▶ **Task brief**: Copy the rows word for word, beginning with the first line and ending with the line that contains "245L520 241L517 219L508", including that line.

▶ **Records for the task**:
· · · · ·
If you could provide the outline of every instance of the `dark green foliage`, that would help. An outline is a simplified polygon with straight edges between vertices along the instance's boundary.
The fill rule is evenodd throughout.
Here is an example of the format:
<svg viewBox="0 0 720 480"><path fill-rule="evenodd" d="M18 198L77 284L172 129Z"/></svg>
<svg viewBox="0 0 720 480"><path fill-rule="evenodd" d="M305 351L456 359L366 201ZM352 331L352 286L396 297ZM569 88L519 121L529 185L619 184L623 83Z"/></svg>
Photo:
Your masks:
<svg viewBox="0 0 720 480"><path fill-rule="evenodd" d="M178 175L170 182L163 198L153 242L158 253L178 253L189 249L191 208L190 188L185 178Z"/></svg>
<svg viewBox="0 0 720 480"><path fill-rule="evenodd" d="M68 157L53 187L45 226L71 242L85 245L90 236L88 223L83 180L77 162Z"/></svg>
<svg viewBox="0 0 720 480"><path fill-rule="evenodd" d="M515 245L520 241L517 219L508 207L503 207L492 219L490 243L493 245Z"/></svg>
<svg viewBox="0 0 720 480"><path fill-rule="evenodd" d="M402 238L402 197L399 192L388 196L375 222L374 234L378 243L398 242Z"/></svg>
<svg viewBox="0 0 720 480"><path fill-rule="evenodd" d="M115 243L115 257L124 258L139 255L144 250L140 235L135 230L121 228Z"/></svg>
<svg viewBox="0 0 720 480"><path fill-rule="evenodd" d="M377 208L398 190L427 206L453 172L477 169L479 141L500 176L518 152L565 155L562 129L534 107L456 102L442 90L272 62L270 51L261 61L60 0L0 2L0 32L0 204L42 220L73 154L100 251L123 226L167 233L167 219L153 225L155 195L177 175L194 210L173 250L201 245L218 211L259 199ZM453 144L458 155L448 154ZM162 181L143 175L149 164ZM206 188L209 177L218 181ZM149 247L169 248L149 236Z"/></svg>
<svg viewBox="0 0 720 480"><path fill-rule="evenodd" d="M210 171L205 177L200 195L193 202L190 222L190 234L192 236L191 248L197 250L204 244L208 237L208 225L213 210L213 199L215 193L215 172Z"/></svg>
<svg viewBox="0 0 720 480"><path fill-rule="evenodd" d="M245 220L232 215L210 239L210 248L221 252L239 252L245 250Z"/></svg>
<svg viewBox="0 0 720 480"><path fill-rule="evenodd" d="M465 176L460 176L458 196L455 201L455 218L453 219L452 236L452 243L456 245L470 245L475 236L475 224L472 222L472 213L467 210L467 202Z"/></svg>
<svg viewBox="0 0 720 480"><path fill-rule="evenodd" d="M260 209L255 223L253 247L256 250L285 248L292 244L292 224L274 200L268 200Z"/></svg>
· · · · ·
▶ **Solution to the exercise**:
If you could provide the outline of every instance of the `dark green foliage`, that would help. An outline is a simplified polygon with straight edges between vertices along the instance's boundary.
The fill rule is evenodd throughout.
Here is an example of the format:
<svg viewBox="0 0 720 480"><path fill-rule="evenodd" d="M18 198L77 284L172 129Z"/></svg>
<svg viewBox="0 0 720 480"><path fill-rule="evenodd" d="M305 351L456 359L366 201ZM352 331L352 286L396 297ZM569 88L519 121L529 185L619 184L623 83Z"/></svg>
Photo:
Your masks:
<svg viewBox="0 0 720 480"><path fill-rule="evenodd" d="M178 175L170 182L163 198L153 242L158 253L178 253L189 249L191 208L190 188L185 178Z"/></svg>
<svg viewBox="0 0 720 480"><path fill-rule="evenodd" d="M68 157L53 187L45 226L71 242L85 245L90 236L88 223L83 180L77 162Z"/></svg>
<svg viewBox="0 0 720 480"><path fill-rule="evenodd" d="M515 245L520 241L517 219L508 207L503 207L492 219L490 243L493 245Z"/></svg>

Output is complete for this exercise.